Extrait:

Jean-Pierre Melville : l’outsider épicurien (I)

Première partie : temps difficiles et premiers succès

De Jean-Pierre Grumbach à Jean-Pierre Melville

Jean-Pierre Grumbach est né le 20 octobre 1917 à Paris. C’est le quatrième enfant de Jules et Berthe Grumbach, couple de commerçants (bouchers) installé rue Chaussée d’Antin (Paris IX ème). C’est une famille juive alsacienne, originaire de Belfort, territoire limitrophe de l’Alsace alors allemande (1870/1919) : elle est n’est pas religieuse mais patriote. En 1923, pour ses de 6 ans, Jules Grumbach offre à son fils Jean-Pierre, une caméra/projecteur Pathé-Baby (9,5 mm) avec laquelle celui-ci filme aussitôt son environnement familial. Cahin-caha, ce dernier poursuit sans conviction de médiocres études : c’est un mauvais élève absent, dissipé. Durant sa scolarité, il fréquente assidument les salles obscures de son quartier en « séchant » les cours. Il affirmera, plus tard, visionner jusqu’à cinq films par jour ! Son addiction : quelques œuvres françaises, mais surtout les longs métrages de « l’âge de platine » des studios hollywoodiens (période 1930/ 1940) qui succède à « l’âge d’or » du muet (1920/1930).

A 12 ans, en 1929, son père lui offre un caméra 16 mm qui lui permet de filmer de manière quasi professionnelle. Peu après la mort de son père (1932) il décide de devenir cinéaste et continue de dévorer les films américains qui envahissent les écrans français. En visionnant plusieurs fois le même film, il comprend les mécanismes de mises en scène des grands réalisateurs américains : John Ford (1894/1973), Howard Hawks (1896/1977), William Wyler (1902/1981), etc. Il établit une liste de 63 réalisateurs américains, remarquables selon lui, dont il fera état toute son existence : les maîtres de son « université ».

En 1938, à 21 ans, il est appelé sous les drapeaux pour son service militaire qu’il effectue au 71 ème Régiment d’Artillerie de Fontainebleau. Le 3 septembre 1940, la France déclare la guerre à l’Allemagne : c’est la « Drôle de Guerre ». Le soldat Jean-Pierre Grumbach est coincé dans la poche de Dunkerque comme nombre de ses camarades. Il est exfiltré en Angleterre fin mai 1940 dans le cadre de « l’opération Dynamo » (27 mai/4 juin 1940) qui a permis d’évacuer 340.000 soldats encerclés à Dunkerque (200.000 britanniques et 140.000 français). Démobilisé, il vit en « zone libre » dans le sud de la France, à Marseille. Le 8 novembre 1942 (opération Torch) les alliés anglo-américains débarquent en Afrique du Nord et s’y installent sans rencontrer de grosses difficultés (8 novembre/10 novembre 1942). Le 26 novembre 1942, l’armée allemande envahit la « zone libre » afin de s’emparer le la flotte française en rade de Toulon laquelle se saborde en quasi-totalité (27 novembre 1942). Jean-Pierre Grumbach, de confession israélite est en grand danger, pourchassé à la fois, par les occupants et les collaborateurs zélés qui arrivent dans leurs fourgons. Il décide de rejoindre l’Angleterre pour se battre. Huit mois (décembre 1942 à août 1943) lui seront nécessaire, en passant par l’Espagne, où il est emprisonné, pour rejoindre Londres. Il s’engage immédiatement dans les Forces Françaises Libres du Général de Gaulle (F.F.L). A son enrôlement dans les F.F.L, il choisira comme pseudonyme Melville qu’il gardera comme réalisateur de films.

Entrées de pointage d'objets étiquetés:
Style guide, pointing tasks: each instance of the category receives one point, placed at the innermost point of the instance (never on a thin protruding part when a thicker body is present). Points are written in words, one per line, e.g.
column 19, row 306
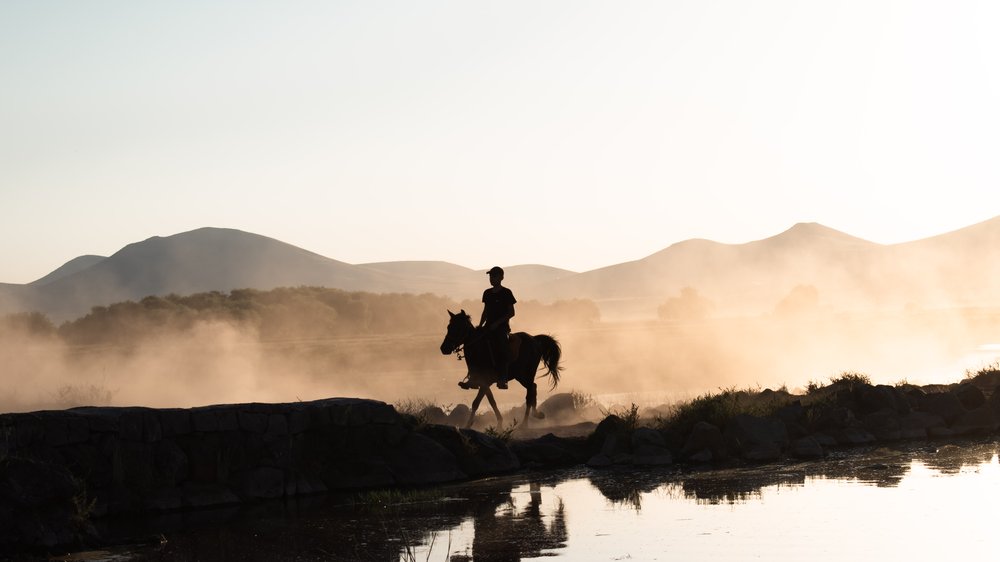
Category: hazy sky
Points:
column 575, row 134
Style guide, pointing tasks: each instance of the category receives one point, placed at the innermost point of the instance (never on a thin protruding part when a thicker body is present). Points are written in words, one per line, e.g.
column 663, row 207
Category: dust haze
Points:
column 673, row 356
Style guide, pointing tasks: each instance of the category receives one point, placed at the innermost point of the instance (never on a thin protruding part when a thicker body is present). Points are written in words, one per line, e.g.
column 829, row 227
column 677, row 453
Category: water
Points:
column 916, row 502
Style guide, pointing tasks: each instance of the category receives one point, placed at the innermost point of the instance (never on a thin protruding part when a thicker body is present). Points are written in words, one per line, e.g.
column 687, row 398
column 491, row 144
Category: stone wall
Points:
column 59, row 470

Travail demandé:
1/ D'après l'extrait sur Jean-Pierre Melville, combien de réalisateurs américains figurent sur la liste qu'il a établie ?
2/ Relevez chaque ligne du listing où apparaît le mot "column", en respectant la casse.

Réponses attendues:
1/ Sa liste compte 63 réalisateurs américains.

2/
column 19, row 306
column 575, row 134
column 663, row 207
column 673, row 356
column 829, row 227
column 677, row 453
column 916, row 502
column 687, row 398
column 491, row 144
column 59, row 470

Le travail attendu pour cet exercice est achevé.